SELECTED PASSAGE:
-- BEGIN --

# 357 hunting load



## aaronious45 (Dec 15, 2011)

Best 357 mag load for hunting whitetail? Weight and bullet?
Using a 12" single action with iron sights..good groups at 50yrds


----------



## aaronious45 (Dec 15, 2011)

No suggestions huh?


----------



## SAWMAN (May 24, 2010)

*Got One*

A 12" single action HUH ?? Which gun would that be if you don't mind me asking ??

With any length bbl or action style I would choose a 180gr WFNGC(wide flat nose gas check)(hard cast). One with as wide a meplate as possible. Would cut a wide hole going in and with no jacket to shead would penetrate deep. A good closer range hog and deer killer for sure.

Check Buffalo Bore and Double Tap. Several others are good also. --- SAWMAN


----------



## aaronious45 (Dec 15, 2011)

Maxfold's Virginian dragoon...I've put 20 rds through it and it's now my favorite handgun..I'm anti Internet ordering, but if I can't find any local I suppose I'll order the hard casts. Thanks sawman


----------



## Joraca (Dec 29, 2007)

Are you making them or buying them?

Joraca


----------



## aaronious45 (Dec 15, 2011)

Buying..I'm to poor to reload lol


----------



## countryjwh (Nov 20, 2007)

my brother used a hornady hunting round. i think it is 125 grain but i dont know the exact bullet out of his .357.


----------



## aaronious45 (Dec 15, 2011)

I've got a few140g hornady ftx rounds.. They seem more potent than the 158g winchesters jsp.. I'm building a ballistic deer target out of gel and bones to test a few... I can't wait to get the hard casts blowing through there


----------



## Joraca (Dec 29, 2007)

OK. If you start reloading, post a follow up.

-- END --

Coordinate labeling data
-- BEGIN --

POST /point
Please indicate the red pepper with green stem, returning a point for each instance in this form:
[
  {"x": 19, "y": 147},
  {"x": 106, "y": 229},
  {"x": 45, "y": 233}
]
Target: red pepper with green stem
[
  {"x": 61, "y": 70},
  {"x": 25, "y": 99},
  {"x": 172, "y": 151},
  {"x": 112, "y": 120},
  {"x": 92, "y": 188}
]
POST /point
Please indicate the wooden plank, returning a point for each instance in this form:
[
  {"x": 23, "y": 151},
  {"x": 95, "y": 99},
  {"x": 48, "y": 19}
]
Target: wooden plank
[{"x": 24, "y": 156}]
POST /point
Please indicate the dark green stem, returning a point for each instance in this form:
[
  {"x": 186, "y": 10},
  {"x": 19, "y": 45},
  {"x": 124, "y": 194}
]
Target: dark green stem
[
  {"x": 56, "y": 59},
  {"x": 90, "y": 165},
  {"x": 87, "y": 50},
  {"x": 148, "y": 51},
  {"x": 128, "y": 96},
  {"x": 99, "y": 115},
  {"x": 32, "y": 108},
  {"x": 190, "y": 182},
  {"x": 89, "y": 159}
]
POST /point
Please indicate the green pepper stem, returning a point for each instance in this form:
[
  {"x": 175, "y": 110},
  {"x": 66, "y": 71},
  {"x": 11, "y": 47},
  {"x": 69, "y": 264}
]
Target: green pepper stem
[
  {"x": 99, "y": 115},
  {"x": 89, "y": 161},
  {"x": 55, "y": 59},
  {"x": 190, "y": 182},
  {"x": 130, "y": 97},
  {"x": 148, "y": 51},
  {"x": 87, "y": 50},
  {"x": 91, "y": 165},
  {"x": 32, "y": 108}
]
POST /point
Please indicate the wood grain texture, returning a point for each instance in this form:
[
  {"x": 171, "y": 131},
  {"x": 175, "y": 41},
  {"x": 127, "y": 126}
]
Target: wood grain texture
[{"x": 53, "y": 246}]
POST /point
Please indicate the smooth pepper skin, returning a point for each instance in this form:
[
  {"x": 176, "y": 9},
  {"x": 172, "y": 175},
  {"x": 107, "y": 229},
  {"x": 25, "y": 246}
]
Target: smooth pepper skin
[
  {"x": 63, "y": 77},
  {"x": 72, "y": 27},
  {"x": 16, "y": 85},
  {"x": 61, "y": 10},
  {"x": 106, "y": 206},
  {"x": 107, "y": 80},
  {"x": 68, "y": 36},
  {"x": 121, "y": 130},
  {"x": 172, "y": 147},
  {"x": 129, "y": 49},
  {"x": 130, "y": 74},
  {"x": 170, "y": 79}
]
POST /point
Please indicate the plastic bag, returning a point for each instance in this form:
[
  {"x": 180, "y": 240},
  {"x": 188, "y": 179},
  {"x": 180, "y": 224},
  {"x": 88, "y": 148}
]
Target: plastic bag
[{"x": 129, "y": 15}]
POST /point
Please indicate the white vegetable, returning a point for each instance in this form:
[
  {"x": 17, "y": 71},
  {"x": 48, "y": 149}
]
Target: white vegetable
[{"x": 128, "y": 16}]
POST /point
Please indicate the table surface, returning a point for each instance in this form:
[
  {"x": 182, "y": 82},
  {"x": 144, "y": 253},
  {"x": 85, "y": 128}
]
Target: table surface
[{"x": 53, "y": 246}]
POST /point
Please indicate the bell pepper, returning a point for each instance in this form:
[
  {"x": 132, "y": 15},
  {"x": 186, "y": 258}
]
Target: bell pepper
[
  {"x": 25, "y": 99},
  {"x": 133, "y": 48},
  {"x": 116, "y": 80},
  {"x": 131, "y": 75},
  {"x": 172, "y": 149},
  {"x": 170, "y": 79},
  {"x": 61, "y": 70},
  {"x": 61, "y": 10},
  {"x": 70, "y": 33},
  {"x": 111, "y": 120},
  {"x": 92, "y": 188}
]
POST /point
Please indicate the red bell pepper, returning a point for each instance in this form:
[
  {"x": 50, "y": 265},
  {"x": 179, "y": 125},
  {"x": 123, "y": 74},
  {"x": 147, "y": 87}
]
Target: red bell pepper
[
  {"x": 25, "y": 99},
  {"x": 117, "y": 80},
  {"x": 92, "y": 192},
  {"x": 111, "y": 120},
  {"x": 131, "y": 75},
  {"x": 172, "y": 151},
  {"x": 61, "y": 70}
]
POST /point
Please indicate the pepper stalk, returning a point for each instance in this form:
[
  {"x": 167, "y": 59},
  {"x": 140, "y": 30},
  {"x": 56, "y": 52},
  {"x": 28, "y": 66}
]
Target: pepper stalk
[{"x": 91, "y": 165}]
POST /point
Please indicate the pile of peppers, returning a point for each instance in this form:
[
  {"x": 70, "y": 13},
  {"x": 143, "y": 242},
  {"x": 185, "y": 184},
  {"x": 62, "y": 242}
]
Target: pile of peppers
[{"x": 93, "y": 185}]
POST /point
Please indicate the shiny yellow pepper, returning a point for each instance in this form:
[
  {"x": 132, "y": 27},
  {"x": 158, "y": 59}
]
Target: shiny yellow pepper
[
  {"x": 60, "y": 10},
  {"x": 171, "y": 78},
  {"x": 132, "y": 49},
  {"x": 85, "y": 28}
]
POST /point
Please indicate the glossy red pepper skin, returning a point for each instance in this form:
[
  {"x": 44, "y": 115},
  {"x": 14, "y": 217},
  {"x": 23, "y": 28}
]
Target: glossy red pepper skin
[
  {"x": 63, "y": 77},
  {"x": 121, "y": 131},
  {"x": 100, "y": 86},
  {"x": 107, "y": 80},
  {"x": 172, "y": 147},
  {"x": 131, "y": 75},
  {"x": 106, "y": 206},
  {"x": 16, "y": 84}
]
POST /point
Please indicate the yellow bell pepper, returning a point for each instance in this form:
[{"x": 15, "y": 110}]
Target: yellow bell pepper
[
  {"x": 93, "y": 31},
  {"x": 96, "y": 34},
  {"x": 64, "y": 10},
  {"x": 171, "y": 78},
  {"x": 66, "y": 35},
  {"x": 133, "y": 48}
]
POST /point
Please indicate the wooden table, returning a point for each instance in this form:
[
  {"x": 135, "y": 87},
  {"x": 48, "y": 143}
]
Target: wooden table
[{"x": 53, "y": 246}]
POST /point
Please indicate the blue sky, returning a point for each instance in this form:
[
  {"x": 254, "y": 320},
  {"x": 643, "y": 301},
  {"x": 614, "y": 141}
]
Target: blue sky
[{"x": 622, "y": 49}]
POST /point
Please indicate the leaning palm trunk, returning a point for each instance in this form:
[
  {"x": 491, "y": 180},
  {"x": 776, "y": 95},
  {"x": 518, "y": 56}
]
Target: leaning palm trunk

-- END --

SHORT EXERCISE 1: According to the 357 hunting load thread, why would a hard cast wide flat nose gas check bullet work well on deer? Answer in one to three sentences.
SHORT EXERCISE 2: Summarize the 357 hunting load thread in two sentences.
SHORT EXERCISE 3: Return the part of the 357 hunting load thread from "Maxfold's Virginian dragoon...I've" to "or buying them?".

RESULT 1: A meplate as wide as possible would cut a wide hole going in. Because the bullet has no jacket to shed, it would penetrate deep.

RESULT 2: A poster asks for the best .357 Magnum load for hunting whitetail with a 12-inch single action revolver, and one reply recommends a 180-grain hard cast wide flat nose gas check bullet and suggests checking Buffalo Bore and Double Tap. The poster, who buys ammunition rather than reloading, says he will order the hard casts if he cannot find them locally and is building a gel-and-bone deer target to test several loads, including 140-grain Hornady FTX rounds.

RESULT 3:
Maxfold's Virginian dragoon...I've put 20 rds through it and it's now my favorite handgun..I'm anti Internet ordering, but if I can't find any local I suppose I'll order the hard casts. Thanks sawman


----------



## Joraca (Dec 29, 2007)

Are you making them or buying them?